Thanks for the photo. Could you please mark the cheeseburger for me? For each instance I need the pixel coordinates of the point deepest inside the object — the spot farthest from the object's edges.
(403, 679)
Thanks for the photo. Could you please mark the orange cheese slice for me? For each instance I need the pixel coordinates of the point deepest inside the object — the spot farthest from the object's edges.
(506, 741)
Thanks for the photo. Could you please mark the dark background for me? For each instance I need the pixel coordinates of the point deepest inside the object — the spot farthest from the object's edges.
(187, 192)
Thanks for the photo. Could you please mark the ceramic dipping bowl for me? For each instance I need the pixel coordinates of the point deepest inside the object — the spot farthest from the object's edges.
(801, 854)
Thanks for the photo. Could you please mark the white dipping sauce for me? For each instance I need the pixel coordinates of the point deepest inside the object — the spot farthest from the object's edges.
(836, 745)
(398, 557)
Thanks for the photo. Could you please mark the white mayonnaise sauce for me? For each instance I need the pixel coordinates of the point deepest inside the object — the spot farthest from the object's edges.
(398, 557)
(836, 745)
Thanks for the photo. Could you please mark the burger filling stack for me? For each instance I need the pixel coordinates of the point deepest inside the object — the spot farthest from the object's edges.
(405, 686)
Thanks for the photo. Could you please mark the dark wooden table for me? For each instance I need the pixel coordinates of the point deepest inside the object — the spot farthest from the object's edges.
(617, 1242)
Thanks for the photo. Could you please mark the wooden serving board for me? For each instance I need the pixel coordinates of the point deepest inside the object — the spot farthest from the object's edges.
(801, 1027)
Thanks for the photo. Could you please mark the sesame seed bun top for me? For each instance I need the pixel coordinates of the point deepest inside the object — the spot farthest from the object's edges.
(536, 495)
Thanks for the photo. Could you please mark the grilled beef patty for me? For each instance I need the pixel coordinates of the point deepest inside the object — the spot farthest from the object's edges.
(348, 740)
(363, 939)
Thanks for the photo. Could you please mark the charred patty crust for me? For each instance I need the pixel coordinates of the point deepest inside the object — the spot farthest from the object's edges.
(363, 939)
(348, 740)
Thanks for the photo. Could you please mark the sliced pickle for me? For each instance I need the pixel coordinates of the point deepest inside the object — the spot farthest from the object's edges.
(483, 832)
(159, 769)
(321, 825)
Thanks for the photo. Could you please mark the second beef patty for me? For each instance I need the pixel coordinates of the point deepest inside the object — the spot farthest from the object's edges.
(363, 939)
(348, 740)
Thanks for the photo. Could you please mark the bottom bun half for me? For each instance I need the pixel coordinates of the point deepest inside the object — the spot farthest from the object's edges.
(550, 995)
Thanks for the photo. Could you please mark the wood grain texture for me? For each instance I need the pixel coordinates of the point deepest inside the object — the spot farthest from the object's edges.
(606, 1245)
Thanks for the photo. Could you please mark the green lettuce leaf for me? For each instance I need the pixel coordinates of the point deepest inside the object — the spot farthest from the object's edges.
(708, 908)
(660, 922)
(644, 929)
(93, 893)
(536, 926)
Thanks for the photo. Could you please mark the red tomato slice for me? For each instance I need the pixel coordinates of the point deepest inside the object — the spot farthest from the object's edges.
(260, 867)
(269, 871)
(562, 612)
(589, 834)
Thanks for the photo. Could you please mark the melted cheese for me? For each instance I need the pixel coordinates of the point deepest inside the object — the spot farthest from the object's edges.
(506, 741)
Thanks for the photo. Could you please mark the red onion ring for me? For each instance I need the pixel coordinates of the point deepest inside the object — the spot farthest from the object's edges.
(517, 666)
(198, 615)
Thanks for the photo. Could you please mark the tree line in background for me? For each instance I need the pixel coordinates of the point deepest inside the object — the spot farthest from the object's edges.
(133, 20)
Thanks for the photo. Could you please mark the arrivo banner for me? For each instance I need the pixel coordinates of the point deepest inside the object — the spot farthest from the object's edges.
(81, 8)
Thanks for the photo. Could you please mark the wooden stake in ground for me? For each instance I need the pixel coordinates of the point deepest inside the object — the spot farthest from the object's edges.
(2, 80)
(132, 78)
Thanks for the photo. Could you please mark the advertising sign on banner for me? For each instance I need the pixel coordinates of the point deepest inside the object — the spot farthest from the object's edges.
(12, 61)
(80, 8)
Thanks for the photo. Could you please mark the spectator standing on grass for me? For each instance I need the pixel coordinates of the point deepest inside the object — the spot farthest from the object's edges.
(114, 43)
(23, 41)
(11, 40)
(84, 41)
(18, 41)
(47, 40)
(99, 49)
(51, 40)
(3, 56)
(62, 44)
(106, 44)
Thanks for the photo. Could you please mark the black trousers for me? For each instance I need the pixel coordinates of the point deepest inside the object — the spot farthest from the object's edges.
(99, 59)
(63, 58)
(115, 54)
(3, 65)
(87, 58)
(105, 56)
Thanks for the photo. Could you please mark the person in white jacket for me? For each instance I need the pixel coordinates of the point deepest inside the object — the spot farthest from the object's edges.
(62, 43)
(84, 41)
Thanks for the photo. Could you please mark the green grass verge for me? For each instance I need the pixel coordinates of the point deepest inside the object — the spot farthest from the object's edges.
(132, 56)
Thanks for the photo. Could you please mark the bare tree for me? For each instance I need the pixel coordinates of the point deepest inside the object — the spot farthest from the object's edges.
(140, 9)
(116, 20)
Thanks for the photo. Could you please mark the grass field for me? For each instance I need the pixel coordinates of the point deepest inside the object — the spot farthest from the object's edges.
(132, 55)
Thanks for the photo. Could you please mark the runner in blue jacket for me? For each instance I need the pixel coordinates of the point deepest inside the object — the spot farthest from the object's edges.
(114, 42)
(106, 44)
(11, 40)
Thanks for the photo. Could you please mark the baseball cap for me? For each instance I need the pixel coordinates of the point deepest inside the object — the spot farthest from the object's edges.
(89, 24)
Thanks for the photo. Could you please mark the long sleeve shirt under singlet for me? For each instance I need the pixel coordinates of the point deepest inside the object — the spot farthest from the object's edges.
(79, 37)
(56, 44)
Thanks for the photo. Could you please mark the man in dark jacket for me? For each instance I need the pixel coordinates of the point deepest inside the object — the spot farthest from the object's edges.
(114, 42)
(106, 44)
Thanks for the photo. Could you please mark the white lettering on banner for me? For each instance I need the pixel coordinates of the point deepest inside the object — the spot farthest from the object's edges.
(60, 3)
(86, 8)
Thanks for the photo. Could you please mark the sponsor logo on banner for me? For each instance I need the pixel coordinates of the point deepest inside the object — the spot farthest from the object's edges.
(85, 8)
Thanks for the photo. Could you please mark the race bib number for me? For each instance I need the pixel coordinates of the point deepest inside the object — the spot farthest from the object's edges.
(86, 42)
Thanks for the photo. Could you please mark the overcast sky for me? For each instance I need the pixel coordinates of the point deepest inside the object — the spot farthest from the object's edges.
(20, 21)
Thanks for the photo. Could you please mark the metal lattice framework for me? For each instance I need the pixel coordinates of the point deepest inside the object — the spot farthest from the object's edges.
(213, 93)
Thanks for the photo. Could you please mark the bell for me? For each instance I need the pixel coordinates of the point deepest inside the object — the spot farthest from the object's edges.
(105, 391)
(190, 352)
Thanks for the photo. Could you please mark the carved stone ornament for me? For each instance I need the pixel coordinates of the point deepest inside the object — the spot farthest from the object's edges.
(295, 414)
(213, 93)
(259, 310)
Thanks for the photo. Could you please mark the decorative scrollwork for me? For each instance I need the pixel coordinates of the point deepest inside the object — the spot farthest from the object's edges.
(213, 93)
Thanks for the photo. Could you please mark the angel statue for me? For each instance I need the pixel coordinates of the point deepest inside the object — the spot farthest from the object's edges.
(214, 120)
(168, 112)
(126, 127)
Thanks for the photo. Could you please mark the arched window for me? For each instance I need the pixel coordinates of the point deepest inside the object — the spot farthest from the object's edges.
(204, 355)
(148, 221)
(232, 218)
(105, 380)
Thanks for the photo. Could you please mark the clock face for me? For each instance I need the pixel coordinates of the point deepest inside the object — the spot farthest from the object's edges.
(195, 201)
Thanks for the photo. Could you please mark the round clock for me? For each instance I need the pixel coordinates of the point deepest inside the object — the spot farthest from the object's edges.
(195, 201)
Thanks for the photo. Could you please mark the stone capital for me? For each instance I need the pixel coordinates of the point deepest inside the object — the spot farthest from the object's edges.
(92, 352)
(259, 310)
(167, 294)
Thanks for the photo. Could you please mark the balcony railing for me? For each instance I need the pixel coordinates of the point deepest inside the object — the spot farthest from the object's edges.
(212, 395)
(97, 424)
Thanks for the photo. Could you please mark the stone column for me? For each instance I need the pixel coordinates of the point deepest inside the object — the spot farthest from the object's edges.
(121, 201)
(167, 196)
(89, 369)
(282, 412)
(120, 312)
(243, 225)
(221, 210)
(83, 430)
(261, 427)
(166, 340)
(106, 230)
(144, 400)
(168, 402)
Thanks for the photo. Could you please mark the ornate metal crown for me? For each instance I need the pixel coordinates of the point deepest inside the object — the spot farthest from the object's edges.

=====

What is expected: Give exactly the lines from the one with "Thanks for the photo. Could you please mark the round" to the end of the entries, nothing before them.

Final answer:
Thanks for the photo. Could you please mark the round clock for me? For each instance I need the pixel coordinates of the point deepest inside the object — the spot farthest from the object's edges.
(195, 201)
Thanks for the photo. Could you please mark the stone capital for me? For each instance I need the pixel coordinates of the point deepest inside the object — the spot farthest from the object's edges.
(92, 352)
(259, 310)
(167, 294)
Thanks for the photo. Could you please mark the balcony railing for me? For each instance I need the pixel coordinates of the point deepest inside the object — the spot farthest from the object's edges.
(212, 395)
(97, 424)
Thanks for the photo. Could you please mark the stone column for me? For each instance I need the pixel coordinates of the point deepest inside the object — the spot farthest from the object's edges.
(121, 201)
(167, 196)
(89, 369)
(282, 412)
(120, 312)
(243, 225)
(221, 210)
(83, 430)
(261, 427)
(166, 340)
(106, 230)
(144, 400)
(168, 402)
Thanks for the photo. Could you please mark the ornate metal crown for me? For each instance I need the pixel coordinates of the point deepest inside the object — the spot farthest from the object's edges.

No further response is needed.